━━━ Task input

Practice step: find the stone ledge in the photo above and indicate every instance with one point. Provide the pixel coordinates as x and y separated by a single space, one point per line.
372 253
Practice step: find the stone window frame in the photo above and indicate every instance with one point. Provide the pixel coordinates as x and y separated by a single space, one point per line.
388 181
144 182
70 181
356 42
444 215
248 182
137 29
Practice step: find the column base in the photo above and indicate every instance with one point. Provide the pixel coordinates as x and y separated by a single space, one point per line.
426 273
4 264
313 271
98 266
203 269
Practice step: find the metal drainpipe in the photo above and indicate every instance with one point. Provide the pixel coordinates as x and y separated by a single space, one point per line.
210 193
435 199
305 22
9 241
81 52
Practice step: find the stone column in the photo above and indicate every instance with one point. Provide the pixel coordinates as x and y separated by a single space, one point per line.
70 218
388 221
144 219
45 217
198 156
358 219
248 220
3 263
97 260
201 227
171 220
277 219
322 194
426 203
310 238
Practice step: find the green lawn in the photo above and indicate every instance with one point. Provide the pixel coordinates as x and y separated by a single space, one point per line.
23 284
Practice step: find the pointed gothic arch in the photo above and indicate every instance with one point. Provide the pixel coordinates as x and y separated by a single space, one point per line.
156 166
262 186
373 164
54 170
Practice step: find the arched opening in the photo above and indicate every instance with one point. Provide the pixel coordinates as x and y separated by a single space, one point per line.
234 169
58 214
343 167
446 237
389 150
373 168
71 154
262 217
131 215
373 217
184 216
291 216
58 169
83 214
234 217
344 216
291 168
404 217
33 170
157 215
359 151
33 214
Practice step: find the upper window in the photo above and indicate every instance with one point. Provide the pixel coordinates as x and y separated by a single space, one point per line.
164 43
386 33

━━━━━━

To do
Quote verbatim the lines from the one containing "Practice step: find the upper" through the end of the rows above, including both of those end lines.

Output for this exercise
Practice step: find the upper window in the photo above and indicate every instance with one point. Provide the pixel coordinates as x and y separated by a single space, one point per line.
164 43
386 33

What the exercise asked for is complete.